» WRITTEN REQUEST 1: According to the director restricted stock plan, what is the maximum number of shares of Stock that may be delivered in satisfaction of Awards under the Plan?
» WRITTEN REQUEST 2: In one to three sentences, explain the reason the director restricted stock plan gives for establishing the Plan.
» WRITTEN REQUEST 3: Extend the director restricted stock plan with new text that picks up right after its final sentence.

EX-10.1 2 a2198537zex-10_1.htm EXHIBIT 10.1

Exhibit 10.1

 

LPL Investment Holdings Inc.

DIRECTOR RESTRICTED STOCK PLAN

 

1.             DEFINED TERMS

 

Exhibit A, which is incorporated by reference, defines the terms used in the Plan and sets forth certain operational rules related to those terms.

 

2.             PURPOSE

 

The Plan has been established to advance the interests of the Company by providing for the grant to Participants of Awards.

 

3.             ADMINISTRATION

 

The Administrator has discretionary authority, subject only to the express provisions of the Plan, to interpret the Plan; determine eligibility for and grant Awards; determine, modify or waive the terms and conditions of any Awards; prescribe forms, rules and procedures; and otherwise do all things necessary to carry out the purposes of the Plan.  Determinations of the Administrator made under the Plan will be conclusive and will bind all parties.

 

4.             LIMITS ON AWARDS UNDER THE PLAN

 

(a)           Number of Shares.

 

The maximum number of shares of Stock that may be delivered in satisfaction of Awards under the Plan shall be 50,000.  A maximum of two grants (made semi-annually) may be made to any person in any calendar year.  The maximum number of shares of Stock for which Awards may be granted to any Participant with respect to any single grant shall be equal to $100,000 divided by the Fair Market Value of Stock on the date of grant.  The number of shares of Stock delivered in satisfaction of Awards shall be determined net of shares of Stock withheld by the Company in satisfaction of tax withholding requirements with respect to the Award and, for the avoidance of doubt, without including any shares of Stock which are forfeited to or repurchased by the Company due to failure to vest.

 

(b)           Type of Shares.  Stock delivered by the Company under the Plan may be authorized but unissued Stock or previously issued Stock acquired by the Company.  No fractional shares of Stock will be delivered under the Plan.

» DATASET EXCERPTS:

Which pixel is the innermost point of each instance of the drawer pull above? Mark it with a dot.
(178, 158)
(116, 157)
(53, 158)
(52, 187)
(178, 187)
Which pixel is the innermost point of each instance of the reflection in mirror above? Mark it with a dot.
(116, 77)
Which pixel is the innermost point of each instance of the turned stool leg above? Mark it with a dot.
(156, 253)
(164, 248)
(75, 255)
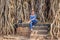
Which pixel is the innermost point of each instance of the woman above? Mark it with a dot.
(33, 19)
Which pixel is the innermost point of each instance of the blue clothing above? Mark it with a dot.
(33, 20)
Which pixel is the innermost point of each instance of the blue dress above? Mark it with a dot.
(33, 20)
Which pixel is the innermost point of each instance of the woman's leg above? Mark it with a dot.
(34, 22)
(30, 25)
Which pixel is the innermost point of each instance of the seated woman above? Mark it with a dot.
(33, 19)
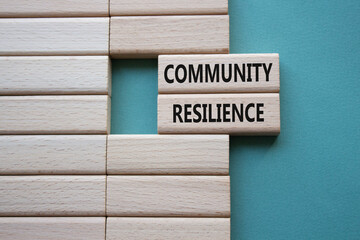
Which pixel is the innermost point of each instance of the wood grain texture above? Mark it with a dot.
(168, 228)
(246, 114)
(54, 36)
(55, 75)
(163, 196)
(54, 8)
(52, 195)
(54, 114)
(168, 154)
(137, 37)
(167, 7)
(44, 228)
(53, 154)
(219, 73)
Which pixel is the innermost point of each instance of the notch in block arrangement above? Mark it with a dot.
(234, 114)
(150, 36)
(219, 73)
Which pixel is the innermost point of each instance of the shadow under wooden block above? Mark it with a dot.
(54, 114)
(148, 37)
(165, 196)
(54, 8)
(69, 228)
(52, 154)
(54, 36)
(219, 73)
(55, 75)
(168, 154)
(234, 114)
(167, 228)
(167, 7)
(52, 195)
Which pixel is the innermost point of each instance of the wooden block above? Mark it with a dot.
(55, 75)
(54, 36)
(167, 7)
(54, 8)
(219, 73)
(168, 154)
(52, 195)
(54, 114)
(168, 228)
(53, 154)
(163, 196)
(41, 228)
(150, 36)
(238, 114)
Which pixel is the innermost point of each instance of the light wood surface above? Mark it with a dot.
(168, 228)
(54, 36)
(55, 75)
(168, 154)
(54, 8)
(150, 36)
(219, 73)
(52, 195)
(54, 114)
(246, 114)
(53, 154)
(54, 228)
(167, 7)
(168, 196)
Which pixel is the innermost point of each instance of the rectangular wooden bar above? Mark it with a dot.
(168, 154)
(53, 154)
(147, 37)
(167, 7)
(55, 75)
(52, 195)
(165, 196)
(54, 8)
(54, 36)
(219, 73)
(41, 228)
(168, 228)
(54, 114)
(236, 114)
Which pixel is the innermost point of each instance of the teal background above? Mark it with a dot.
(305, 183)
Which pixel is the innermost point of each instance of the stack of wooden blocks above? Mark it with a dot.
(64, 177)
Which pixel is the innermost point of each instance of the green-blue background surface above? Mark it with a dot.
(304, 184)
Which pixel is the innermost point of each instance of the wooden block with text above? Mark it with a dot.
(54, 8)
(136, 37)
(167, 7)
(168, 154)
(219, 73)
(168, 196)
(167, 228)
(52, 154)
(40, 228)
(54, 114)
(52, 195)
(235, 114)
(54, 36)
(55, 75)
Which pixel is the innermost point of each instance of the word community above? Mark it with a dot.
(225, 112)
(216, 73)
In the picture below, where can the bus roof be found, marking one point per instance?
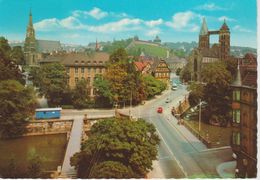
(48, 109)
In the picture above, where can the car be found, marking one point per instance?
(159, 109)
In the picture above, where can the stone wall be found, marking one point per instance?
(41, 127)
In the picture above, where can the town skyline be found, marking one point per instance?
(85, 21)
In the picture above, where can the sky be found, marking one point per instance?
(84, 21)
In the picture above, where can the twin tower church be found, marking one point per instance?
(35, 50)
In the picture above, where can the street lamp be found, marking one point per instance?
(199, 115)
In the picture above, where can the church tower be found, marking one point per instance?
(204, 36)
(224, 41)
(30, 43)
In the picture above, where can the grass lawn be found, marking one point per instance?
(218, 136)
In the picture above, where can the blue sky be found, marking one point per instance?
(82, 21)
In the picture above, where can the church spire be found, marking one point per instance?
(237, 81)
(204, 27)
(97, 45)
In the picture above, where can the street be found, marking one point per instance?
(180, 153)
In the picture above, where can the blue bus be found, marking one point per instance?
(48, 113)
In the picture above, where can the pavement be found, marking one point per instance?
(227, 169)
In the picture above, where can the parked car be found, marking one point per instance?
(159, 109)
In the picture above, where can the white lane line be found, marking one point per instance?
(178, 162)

» FINAL RESULT 1: 50,000 shares.

» FINAL RESULT 2: The Plan was established to advance the interests of the Company. It does this by providing for the grant of Awards to Participants.

» FINAL RESULT 3:
5.             ELIGIBILITY AND PARTICIPATION

 

The Administrator will select Participants from among those non-employee directors of the Company who, in the opinion of the Administrator, are in a position to make a significant contribution to the success of the Company.

 

6.             RULES APPLICABLE TO AWARDS

 

(a)           Provisions.  The Administrator will determine the terms of all Awards, subject to the limitations provided herein.  By accepting (or, under such rules as the Administrator may prescribe, being deemed to have accepted) an Award, the Participant agrees to the terms of the Award and the Plan.

 

(b)           Term of Plan.  No Awards may be made after March 15, 2020, but previously granted Awards may continue beyond that date in accordance with their terms.

 

(c)           Transferability.  Awards may be transferred only as the Administrator expressly provides in writing.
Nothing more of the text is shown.